_Условие задания:_
Выпишите дословно отрывок из текста о Регламенте, который начинается со слов «Главнейшими обязанностями епископов» и заканчивается словами «стр. 174—175; 183.».

_Текст для чтения:_
Итак, обязанности епископов сведены в Регламенте к разного рода внешним действиям, способы выполнения которых самым подробным и точным образом указаны в том же Регламенте. Даже поучения к духовенству и народу, которые вменялись епископам в обязанность говорить при объезде епархий, должны были быть сочинены в духовной коллегии, «понеже не всяк епископ может чистое слово сложить», вернее же для того, чтобы епископы не говорили при этом чего-нибудь лишнего, конечно с точки зрения составителей Регламента.
Главнейшими обязанностями епископов по Регламенту являются соглядатайство, тайное выслеживание и выспрашивание и доношения духовной коллегии, которой епископы отданы в полную власть телом и душой *)…
_____________________
*) «Русский Вестник» за 1891г., №11, стр. 174—175; 183.

_Записанные данные:_
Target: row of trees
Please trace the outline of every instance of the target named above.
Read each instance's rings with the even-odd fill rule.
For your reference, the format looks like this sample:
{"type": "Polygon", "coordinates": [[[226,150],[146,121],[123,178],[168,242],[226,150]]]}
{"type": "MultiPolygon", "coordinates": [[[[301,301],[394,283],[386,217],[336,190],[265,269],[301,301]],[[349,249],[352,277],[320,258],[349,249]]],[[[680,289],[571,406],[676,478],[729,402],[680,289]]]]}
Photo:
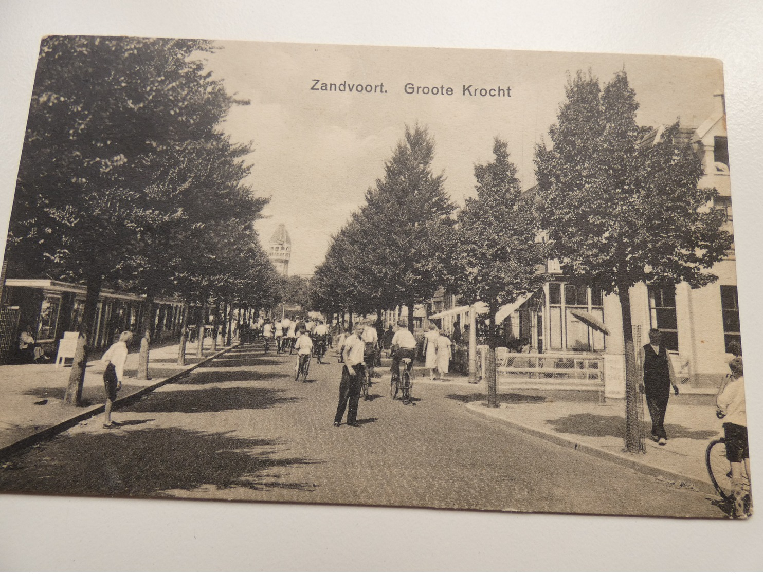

_Письменный ответ:_
Главнейшими обязанностями епископов по Регламенту являются соглядатайство, тайное выслеживание и выспрашивание и доношения духовной коллегии, которой епископы отданы в полную власть телом и душой *)…
_____________________
*) «Русский Вестник» за 1891г., №11, стр. 174—175; 183.